Insights

JPUTs may now need to be registered under the trust registration service

JPUTs may now need to be registered under the trust registration service

Feb 02, 2023
Download PDFDownload PDF
Print
Share

Summary

Some of the most commonly used trust structures in UK real estate ownership are Jersey Property Unit Trusts (JPUTs).  It has become clear recently, following confirmation from HMRC, and HMRC now changing its published guidance, that the trust registration service (the TRS) can apply to JPUTs.  If it applies, trustees will need to register the trust with HMRC under the TRS and keep records.

Recent HMRC guidance had said neither authorised nor unauthorised unit trusts were required to be registered.  Now HMRC’s guidance says unauthorised unit trusts may need to register if they meet the general registration requirements (see below for the primary triggers for registration).   

It is not just those who are managing existing JPUT structures or setting up new JPUT structures who need to consider the TRS.  Buyers of UK real estate where they are buying into the structure may also consider it, as will lenders to such structures.

First, how did we get here and how do the TRS rules operate?

Background

The TRS regime provides that the trustees of certain trusts are required to register the trust with HMRC on the UK’s Trust Registration Service by providing HMRC with information about the beneficial ownership of the trust. The regime further consists of obligations to keep records, update HMRC of relevant changes in information and contains specific anti-money laundering (AML) rules for registered trusts. 

Original application to taxable trusts only

The original TRS was introduced in 2017.  It applied only to “taxable trusts” where the trustee(s) had a liability to pay certain types of UK taxes, including income tax, CGT and SDLT amongst other taxes.  In addition, the trust needed to be a “UK trust” (where, subject to some exceptions, all of the trustees are UK tax resident) or a “non-UK trust” (i.e. a trust that is not a UK trust) which receives income from a UK source or has UK assets.

Extended to non-taxable trusts in 2020

However, in October 2020 the TRS was extended to certain “non-taxable trusts” as part of an extension of AML rules. It was extended to all UK trusts (broadening the reach of the TRS significantly) and to certain non-UK trusts, whether or not the trusts are taxable.

The non-UK trusts that are caught by the extension are ones where the trustee(s):

  • on or after 6 October 2020 acquire an interest in UK land; or
  • on or after 6 October 2020 enter into a business relationship with a relevant entity in the UK that is required to carry out customer due diligence checks, but this latter trigger for registration is very unlikely to apply to a JPUT because JPUTs will normally be set up with non-UK tax resident trustees and this trigger requires the trust to have at least one UK tax resident trustee.

Given the extension of the regime to non-taxable trusts is potentially very broad, the legislation includes a number of exclusions from the registration requirement (but not the record keeping requirement).  For example there is an exclusion from registration for authorised unit trusts that are not-taxable trusts.  This exemption remains after the change in HMRC’s guidance.  Other useful exclusions are available, but are outside the scope of this blog. 

How do the rules apply to JPUTs holding UK real estate?

### Dataset rows on where objects are located

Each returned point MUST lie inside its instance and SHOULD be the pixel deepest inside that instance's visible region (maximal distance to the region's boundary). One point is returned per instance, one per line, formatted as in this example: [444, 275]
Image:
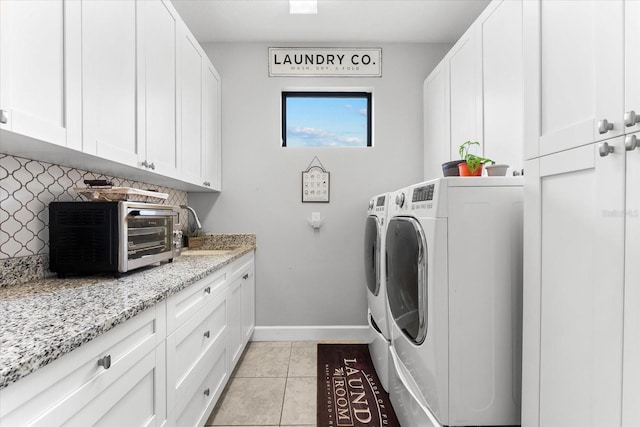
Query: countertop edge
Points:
[46, 355]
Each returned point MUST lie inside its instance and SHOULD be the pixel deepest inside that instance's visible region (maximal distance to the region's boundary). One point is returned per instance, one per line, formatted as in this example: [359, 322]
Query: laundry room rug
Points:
[349, 391]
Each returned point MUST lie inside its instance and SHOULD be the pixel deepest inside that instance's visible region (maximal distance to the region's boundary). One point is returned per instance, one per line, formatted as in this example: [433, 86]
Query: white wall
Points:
[305, 276]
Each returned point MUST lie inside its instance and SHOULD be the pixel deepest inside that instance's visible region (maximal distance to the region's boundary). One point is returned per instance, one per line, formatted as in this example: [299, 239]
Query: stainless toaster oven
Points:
[110, 237]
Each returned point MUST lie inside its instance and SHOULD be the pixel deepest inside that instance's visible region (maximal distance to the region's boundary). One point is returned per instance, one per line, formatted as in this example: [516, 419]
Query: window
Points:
[326, 119]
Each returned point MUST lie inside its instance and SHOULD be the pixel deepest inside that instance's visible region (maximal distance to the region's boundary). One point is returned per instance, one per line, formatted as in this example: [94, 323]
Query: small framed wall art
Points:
[315, 183]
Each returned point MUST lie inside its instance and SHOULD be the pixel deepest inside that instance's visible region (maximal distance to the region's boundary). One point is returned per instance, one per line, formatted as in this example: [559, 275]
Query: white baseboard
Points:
[311, 333]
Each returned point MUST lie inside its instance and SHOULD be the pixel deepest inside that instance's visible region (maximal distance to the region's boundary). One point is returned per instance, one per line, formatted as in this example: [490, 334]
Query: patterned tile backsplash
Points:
[26, 189]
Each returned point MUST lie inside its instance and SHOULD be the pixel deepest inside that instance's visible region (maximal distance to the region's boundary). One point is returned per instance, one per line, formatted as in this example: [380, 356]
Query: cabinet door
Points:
[109, 80]
[190, 126]
[632, 64]
[39, 67]
[500, 28]
[436, 130]
[157, 89]
[465, 91]
[573, 73]
[211, 127]
[631, 381]
[234, 322]
[572, 349]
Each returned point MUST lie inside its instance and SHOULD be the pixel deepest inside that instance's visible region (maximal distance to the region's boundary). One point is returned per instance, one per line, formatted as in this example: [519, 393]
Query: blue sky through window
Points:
[326, 120]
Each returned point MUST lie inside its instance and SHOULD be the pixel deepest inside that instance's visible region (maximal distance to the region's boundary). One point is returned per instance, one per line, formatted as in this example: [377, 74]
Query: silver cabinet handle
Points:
[105, 361]
[631, 118]
[604, 126]
[605, 149]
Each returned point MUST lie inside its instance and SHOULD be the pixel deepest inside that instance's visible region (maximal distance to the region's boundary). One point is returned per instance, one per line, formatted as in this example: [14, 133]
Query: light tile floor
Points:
[274, 384]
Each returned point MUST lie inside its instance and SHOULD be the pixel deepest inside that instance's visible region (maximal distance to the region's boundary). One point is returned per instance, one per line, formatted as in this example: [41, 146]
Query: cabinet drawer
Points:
[53, 394]
[198, 393]
[194, 338]
[186, 303]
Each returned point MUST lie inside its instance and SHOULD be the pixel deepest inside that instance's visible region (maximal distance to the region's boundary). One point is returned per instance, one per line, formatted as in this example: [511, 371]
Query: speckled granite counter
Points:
[45, 319]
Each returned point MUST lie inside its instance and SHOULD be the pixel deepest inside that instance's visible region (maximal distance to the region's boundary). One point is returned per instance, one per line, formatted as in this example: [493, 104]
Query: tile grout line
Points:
[286, 381]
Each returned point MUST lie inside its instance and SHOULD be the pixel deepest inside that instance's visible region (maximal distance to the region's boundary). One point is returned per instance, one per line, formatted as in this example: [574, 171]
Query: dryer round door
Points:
[372, 254]
[406, 255]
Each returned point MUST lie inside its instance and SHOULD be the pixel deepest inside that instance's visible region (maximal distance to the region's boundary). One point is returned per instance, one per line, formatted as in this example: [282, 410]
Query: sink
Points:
[200, 252]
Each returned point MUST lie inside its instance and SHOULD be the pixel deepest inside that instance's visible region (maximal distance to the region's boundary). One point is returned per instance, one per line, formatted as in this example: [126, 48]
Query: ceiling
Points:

### To be done
a) Repeat the passage of the JPUT registration article word for word, starting at "Extended to non-taxable" and ending at "trusts are taxable.".
b) Tally how many lines in the rows contain the string "door", and give only that number.
The excerpted article and the rows come from two unrelated sources.

### Worked answers
a)
Extended to non-taxable trusts in 2020

However, in October 2020 the TRS was extended to certain “non-taxable trusts” as part of an extension of AML rules. It was extended to all UK trusts (broadening the reach of the TRS significantly) and to certain non-UK trusts, whether or not the trusts are taxable.

b) 2